MATERIAL PROVIDED:

--*--

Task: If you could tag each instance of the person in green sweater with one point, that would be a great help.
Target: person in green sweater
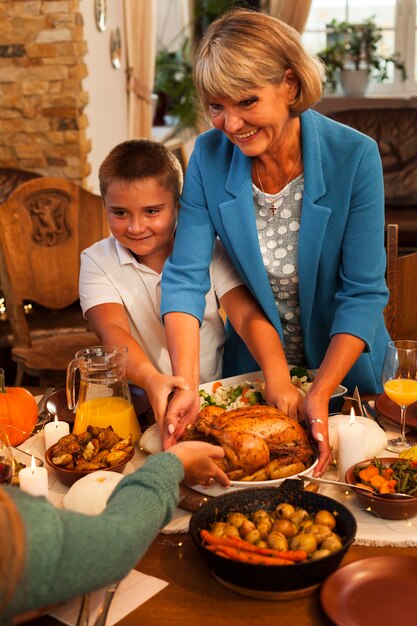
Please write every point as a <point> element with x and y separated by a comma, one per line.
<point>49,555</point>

--*--

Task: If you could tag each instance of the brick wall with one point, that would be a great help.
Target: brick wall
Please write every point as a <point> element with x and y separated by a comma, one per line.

--*--

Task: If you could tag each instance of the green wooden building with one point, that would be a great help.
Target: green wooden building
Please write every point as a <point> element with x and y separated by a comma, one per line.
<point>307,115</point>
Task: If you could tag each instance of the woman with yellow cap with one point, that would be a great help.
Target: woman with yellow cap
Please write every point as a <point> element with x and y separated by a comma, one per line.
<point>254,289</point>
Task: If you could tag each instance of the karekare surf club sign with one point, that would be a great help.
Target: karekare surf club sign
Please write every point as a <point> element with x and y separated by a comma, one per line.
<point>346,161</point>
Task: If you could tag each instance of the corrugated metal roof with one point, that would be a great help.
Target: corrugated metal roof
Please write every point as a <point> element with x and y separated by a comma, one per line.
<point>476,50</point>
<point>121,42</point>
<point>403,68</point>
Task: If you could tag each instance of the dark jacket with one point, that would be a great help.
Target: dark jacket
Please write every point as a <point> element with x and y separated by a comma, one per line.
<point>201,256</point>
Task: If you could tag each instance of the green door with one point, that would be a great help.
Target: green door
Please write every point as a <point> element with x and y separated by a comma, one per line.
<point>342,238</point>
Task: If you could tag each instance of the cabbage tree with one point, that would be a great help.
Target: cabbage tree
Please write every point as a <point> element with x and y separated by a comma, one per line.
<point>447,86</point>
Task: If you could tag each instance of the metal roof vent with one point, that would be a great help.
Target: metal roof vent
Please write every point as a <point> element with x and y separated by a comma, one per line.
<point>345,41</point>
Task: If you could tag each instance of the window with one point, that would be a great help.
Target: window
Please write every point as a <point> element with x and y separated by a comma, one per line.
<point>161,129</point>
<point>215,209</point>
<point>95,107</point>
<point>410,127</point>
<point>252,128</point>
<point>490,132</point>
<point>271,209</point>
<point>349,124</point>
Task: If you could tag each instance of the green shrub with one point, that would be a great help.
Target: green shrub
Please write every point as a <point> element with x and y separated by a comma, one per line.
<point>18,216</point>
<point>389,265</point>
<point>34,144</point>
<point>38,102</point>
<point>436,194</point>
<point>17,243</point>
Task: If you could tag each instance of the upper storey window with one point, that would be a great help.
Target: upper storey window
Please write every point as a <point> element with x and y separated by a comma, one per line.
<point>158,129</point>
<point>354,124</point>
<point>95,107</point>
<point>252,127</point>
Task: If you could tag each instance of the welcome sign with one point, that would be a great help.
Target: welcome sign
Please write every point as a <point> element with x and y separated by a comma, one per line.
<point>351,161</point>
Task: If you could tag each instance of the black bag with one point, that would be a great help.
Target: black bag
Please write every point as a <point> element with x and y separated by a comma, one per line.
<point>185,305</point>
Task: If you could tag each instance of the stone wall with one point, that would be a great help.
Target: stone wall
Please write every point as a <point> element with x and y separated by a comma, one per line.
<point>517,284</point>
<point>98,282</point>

--*--

PROBLEM TO WORK ON:
Copy out the entries above word for word, everything from the line containing "Task: If you could tag each instance of the window" down to the line containing "<point>252,128</point>", with both of those lines included.

FINISHED TASK:
Task: If you could tag each instance of the window with one point, that would be a great help.
Target: window
Please write every point as a <point> element with x and y separated by a comma, one per line.
<point>161,129</point>
<point>215,209</point>
<point>95,107</point>
<point>410,127</point>
<point>252,128</point>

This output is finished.